═════ Exercise input

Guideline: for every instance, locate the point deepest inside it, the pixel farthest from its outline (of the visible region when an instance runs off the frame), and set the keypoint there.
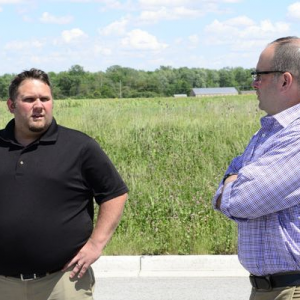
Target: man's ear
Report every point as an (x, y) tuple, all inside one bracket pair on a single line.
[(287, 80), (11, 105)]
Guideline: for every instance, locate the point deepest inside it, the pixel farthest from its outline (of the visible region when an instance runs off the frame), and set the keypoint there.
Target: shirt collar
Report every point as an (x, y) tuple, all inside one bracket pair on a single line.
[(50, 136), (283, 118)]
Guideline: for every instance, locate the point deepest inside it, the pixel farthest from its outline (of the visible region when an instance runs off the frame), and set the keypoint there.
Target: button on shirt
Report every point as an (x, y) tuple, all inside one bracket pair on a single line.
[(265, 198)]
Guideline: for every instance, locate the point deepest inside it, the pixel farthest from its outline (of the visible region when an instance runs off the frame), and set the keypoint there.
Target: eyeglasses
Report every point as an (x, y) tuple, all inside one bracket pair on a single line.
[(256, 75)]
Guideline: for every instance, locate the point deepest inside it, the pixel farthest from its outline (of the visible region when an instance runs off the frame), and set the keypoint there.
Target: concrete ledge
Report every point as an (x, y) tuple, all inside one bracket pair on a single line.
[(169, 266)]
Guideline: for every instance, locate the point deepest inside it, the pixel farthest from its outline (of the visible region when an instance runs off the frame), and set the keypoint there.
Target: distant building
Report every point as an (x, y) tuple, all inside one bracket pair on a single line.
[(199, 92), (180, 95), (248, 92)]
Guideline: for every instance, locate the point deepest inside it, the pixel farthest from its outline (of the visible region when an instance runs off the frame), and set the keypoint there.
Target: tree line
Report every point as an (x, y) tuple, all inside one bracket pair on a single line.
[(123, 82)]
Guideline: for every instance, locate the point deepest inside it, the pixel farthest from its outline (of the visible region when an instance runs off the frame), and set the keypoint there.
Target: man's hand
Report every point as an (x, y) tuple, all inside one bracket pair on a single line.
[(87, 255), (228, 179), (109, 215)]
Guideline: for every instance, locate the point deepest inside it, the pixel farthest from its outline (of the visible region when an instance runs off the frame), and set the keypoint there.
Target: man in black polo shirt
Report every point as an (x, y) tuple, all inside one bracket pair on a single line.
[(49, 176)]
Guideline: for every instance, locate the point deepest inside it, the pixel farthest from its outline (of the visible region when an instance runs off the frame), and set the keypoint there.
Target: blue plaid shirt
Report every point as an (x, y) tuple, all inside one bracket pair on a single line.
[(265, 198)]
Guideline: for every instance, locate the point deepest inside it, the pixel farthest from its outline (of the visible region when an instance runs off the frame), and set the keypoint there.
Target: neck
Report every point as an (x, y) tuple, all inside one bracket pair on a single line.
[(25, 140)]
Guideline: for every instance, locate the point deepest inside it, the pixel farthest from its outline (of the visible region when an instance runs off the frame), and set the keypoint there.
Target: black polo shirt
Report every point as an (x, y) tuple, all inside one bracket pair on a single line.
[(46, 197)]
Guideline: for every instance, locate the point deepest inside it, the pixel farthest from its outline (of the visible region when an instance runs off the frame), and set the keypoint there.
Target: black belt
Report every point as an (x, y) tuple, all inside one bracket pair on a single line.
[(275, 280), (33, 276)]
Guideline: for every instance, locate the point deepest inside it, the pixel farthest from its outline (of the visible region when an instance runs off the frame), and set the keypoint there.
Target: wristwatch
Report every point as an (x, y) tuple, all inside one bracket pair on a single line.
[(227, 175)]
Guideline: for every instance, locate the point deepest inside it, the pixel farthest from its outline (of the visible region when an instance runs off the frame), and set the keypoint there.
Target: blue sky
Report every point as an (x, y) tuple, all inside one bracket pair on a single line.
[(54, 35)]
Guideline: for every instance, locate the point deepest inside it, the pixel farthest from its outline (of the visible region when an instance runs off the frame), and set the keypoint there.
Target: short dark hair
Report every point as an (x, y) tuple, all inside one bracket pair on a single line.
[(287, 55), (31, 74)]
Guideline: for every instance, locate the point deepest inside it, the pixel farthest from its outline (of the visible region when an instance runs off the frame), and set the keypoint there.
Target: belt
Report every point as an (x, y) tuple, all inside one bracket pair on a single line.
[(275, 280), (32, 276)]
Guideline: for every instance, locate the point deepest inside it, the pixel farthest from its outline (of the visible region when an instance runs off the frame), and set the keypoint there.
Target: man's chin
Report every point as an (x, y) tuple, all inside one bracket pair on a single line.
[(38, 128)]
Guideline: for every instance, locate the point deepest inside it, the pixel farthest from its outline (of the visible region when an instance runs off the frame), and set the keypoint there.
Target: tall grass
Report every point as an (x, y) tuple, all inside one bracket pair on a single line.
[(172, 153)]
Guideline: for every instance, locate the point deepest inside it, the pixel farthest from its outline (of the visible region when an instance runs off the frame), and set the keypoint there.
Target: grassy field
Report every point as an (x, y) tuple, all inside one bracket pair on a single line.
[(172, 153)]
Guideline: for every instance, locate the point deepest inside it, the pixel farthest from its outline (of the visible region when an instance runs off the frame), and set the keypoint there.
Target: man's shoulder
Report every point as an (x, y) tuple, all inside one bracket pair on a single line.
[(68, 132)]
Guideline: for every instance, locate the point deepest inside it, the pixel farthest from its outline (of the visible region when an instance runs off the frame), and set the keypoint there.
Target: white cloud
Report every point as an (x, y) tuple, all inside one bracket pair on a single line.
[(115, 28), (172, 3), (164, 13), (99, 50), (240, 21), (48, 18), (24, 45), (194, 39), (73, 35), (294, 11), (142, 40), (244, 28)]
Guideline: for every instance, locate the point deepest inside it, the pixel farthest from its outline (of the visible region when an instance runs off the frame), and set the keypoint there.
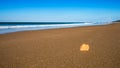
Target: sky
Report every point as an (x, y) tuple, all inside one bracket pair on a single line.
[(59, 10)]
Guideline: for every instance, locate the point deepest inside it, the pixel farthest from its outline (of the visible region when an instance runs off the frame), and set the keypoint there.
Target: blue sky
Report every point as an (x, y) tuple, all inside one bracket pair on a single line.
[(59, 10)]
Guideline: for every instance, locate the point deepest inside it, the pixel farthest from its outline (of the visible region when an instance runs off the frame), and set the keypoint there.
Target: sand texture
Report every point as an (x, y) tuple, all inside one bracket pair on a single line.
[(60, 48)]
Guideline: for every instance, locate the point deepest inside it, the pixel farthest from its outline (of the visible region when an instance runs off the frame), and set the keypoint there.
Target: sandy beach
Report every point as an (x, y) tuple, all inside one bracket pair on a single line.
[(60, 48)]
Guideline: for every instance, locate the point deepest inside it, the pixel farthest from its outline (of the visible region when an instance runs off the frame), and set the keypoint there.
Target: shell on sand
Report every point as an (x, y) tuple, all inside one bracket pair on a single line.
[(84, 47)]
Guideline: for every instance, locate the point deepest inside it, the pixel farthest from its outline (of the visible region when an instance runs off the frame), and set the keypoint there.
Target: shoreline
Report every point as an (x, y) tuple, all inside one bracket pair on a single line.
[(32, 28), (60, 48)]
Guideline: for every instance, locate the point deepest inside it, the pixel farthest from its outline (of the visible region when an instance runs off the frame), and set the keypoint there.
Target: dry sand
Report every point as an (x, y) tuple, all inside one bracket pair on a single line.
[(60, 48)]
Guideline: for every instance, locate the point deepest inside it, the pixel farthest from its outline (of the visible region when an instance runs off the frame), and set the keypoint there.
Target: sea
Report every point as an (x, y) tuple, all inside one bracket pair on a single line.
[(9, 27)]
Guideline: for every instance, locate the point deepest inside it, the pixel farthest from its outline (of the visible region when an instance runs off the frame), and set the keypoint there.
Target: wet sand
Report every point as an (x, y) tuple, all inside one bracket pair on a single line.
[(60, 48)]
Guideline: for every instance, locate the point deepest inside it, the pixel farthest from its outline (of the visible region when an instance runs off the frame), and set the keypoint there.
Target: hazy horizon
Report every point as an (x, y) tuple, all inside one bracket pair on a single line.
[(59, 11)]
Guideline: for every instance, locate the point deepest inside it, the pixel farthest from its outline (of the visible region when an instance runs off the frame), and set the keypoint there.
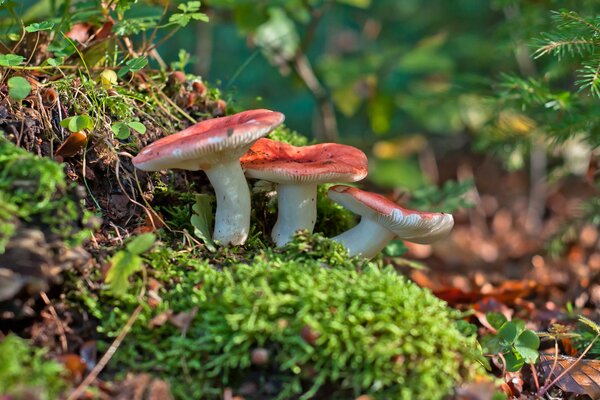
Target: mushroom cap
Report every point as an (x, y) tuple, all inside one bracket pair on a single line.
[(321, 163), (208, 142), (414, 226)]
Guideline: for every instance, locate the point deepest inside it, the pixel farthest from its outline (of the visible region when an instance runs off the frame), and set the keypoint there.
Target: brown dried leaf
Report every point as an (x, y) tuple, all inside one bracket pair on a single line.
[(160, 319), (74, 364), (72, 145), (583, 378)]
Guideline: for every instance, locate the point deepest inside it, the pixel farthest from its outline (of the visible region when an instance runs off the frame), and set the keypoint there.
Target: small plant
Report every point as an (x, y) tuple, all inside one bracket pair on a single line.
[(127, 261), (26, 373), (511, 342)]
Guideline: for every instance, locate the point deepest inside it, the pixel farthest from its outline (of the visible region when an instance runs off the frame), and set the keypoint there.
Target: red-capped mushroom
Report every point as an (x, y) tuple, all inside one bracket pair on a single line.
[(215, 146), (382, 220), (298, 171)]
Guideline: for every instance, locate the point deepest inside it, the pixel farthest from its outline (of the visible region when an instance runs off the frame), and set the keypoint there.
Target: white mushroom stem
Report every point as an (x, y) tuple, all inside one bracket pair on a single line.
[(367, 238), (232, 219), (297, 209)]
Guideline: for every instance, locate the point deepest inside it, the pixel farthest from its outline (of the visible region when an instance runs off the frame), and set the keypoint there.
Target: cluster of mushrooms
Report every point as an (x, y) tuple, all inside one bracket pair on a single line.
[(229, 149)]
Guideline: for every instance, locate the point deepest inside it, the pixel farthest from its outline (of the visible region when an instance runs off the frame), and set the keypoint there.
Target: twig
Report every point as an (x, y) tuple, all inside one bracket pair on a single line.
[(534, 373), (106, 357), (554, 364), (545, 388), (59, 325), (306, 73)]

══════════
═════ Exercise input

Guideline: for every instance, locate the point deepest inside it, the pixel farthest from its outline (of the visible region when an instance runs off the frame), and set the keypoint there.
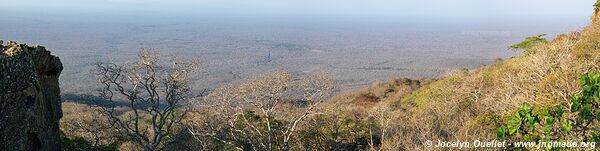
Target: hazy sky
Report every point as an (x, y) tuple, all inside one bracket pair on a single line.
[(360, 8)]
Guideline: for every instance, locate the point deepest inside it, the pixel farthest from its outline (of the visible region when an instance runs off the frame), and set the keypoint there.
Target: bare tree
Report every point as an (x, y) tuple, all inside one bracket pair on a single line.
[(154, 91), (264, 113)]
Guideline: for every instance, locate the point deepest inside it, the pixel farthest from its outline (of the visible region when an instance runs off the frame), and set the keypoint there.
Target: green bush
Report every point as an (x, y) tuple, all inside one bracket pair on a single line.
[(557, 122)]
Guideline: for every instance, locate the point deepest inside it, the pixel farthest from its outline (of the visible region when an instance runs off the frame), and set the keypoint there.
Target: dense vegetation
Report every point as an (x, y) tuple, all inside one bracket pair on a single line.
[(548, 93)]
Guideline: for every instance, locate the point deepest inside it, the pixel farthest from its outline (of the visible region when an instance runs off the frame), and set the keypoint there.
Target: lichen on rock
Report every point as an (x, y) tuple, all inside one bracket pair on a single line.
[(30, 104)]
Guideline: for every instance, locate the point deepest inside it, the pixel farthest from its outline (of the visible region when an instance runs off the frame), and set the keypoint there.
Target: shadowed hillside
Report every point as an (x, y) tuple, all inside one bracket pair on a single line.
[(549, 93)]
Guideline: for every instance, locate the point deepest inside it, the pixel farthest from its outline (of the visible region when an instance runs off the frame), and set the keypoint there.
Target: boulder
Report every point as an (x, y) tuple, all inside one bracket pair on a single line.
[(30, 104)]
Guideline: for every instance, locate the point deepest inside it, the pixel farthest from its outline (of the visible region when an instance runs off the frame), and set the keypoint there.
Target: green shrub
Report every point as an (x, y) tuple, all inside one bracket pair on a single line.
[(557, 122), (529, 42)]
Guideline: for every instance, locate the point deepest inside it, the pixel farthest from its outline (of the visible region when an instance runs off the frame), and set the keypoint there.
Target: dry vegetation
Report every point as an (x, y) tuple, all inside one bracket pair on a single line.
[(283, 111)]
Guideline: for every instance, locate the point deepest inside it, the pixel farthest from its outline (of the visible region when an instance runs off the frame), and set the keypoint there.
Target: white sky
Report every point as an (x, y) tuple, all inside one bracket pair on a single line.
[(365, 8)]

══════════
═════ Exercise input

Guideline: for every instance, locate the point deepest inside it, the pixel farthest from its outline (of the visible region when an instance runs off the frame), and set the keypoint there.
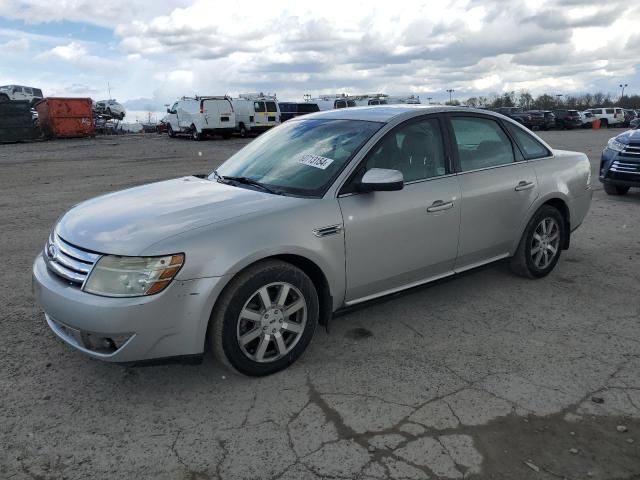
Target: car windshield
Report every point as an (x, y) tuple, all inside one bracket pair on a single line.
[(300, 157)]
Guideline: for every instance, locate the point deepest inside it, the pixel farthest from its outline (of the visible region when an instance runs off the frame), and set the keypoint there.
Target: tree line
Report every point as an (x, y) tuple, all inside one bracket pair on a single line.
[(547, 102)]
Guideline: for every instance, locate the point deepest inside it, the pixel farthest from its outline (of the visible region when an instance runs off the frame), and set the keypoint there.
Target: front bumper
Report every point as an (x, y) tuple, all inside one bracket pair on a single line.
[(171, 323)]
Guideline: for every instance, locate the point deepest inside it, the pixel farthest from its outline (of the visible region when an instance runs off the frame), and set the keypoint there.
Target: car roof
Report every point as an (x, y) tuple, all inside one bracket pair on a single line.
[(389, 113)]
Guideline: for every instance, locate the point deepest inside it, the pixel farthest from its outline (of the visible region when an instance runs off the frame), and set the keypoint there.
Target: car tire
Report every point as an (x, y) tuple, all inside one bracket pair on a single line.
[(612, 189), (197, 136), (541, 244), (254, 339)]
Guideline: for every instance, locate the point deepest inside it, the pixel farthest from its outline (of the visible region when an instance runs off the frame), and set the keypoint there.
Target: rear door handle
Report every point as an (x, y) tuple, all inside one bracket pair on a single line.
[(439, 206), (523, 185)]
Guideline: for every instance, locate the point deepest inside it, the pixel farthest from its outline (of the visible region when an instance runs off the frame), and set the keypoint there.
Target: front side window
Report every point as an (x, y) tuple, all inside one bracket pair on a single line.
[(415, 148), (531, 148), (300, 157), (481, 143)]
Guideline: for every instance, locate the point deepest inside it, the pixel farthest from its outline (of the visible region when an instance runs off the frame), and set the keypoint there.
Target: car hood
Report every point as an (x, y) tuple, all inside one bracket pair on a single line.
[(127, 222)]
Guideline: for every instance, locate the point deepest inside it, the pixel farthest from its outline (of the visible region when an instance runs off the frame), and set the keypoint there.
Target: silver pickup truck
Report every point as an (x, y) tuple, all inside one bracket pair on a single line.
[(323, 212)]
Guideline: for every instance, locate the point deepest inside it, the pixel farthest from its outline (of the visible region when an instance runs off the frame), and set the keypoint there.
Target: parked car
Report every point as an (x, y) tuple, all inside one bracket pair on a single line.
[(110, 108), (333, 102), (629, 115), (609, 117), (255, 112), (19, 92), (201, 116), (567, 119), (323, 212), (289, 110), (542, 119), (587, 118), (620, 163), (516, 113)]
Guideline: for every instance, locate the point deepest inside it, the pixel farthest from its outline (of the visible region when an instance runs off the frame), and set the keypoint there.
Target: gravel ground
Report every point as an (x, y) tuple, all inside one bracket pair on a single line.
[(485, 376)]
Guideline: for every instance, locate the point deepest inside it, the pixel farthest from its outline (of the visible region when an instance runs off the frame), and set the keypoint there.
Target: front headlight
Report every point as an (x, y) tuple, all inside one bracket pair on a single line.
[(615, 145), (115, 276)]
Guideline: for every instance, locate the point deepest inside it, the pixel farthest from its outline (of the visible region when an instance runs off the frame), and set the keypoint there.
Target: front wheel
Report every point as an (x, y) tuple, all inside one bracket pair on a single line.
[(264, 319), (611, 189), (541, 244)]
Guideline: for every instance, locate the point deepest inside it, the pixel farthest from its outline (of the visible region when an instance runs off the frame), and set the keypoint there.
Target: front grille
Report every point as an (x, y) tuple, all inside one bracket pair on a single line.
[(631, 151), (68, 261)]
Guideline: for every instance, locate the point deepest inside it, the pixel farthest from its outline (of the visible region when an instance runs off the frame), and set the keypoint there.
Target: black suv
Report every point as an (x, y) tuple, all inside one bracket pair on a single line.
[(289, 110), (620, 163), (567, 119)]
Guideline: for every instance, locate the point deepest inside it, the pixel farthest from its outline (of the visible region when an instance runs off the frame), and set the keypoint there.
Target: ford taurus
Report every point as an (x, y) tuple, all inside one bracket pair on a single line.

══════════

- _Exercise requirements_
Every line in the records above that has "front" counts once. Give the total and nothing else.

- _Output_
5